Do this: Gather every line below that contains the string "colon", and copy each one in full. Case counts.

[Image segmentation entries]
-- begin --

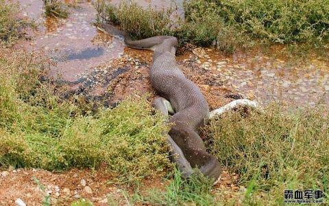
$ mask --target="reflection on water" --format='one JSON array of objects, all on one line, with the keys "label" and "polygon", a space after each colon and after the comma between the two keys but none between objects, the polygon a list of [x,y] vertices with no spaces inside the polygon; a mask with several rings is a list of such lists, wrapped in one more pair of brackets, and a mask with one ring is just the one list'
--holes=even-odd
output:
[{"label": "reflection on water", "polygon": [[32,41],[26,46],[31,50],[43,50],[59,60],[51,69],[51,76],[74,82],[79,74],[123,53],[121,41],[98,32],[93,25],[96,12],[91,2],[79,2],[70,7],[67,19],[56,19],[43,16],[42,1],[19,1],[25,14],[40,24]]},{"label": "reflection on water", "polygon": [[[300,105],[329,102],[329,64],[316,54],[296,60],[282,55],[285,48],[273,46],[269,54],[260,49],[227,56],[212,49],[196,49],[200,65],[220,71],[226,87],[234,88],[260,103],[272,100]],[[279,54],[279,55],[277,55]]]},{"label": "reflection on water", "polygon": [[[95,11],[90,1],[71,7],[65,20],[45,18],[40,0],[18,1],[23,5],[23,16],[40,23],[33,41],[25,46],[32,50],[43,50],[56,60],[57,65],[49,73],[53,77],[59,75],[66,81],[77,82],[82,74],[93,75],[92,71],[97,65],[123,53],[121,40],[99,32],[93,25]],[[111,1],[113,3],[120,1]],[[161,8],[171,1],[136,1],[143,6]],[[182,0],[175,1],[182,12]],[[219,73],[225,87],[249,99],[263,103],[283,99],[303,105],[315,104],[319,99],[329,102],[328,62],[314,54],[302,62],[289,65],[291,60],[283,54],[285,49],[273,46],[265,54],[255,49],[227,56],[214,49],[197,48],[188,58],[196,60],[210,73]]]}]

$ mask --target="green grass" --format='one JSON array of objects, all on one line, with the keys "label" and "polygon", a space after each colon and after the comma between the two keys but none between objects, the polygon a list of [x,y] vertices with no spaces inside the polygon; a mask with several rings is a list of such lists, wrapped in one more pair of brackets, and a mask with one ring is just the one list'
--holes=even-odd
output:
[{"label": "green grass", "polygon": [[84,111],[39,81],[42,62],[5,51],[0,62],[0,166],[60,171],[105,163],[128,182],[171,167],[161,135],[168,127],[145,98]]},{"label": "green grass", "polygon": [[328,49],[328,1],[192,0],[184,4],[184,21],[171,18],[173,6],[168,10],[143,9],[126,1],[114,6],[106,0],[95,5],[99,20],[119,25],[136,38],[173,35],[180,45],[215,43],[230,53],[260,43],[311,43]]},{"label": "green grass", "polygon": [[277,104],[246,117],[228,113],[210,122],[209,146],[241,175],[246,203],[280,204],[284,189],[328,192],[328,111],[319,105],[291,111]]},{"label": "green grass", "polygon": [[0,0],[0,46],[11,43],[19,36],[19,28],[25,23],[19,20],[20,8],[17,3]]},{"label": "green grass", "polygon": [[45,15],[60,19],[69,16],[68,8],[60,0],[42,0]]},{"label": "green grass", "polygon": [[[147,205],[213,205],[212,182],[201,173],[194,174],[190,179],[183,179],[180,172],[175,168],[173,174],[164,180],[169,184],[164,190],[145,190],[143,185],[135,187],[133,193],[123,191],[130,204]],[[115,203],[115,201],[112,201]]]}]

-- end --

Finished exercise:
$ mask --target="reflection on water" --format='one JSON array of objects, all on one line, with the keys "label" and "polygon", a space after each colon and after the comma between the two keys but none between objects, the polygon a list of [x,y] vertices with no spaces inside the polygon; a mask with several rings is a list of such lists, wrapped in one more pair of brackets, and a mask with one ring is just the one list'
$ mask --target="green grass" --format='one JSON array of objects, all on one line, with the keys "label" and "polygon", a space after each colon and after the comma between the two keys but none between objects, the polygon a list of [x,y] vertices with no spaces inside the polygon; a mask with several rings is a list of such lists, wrapped in one more pair of brackets, and a mask with one ring is just the one list'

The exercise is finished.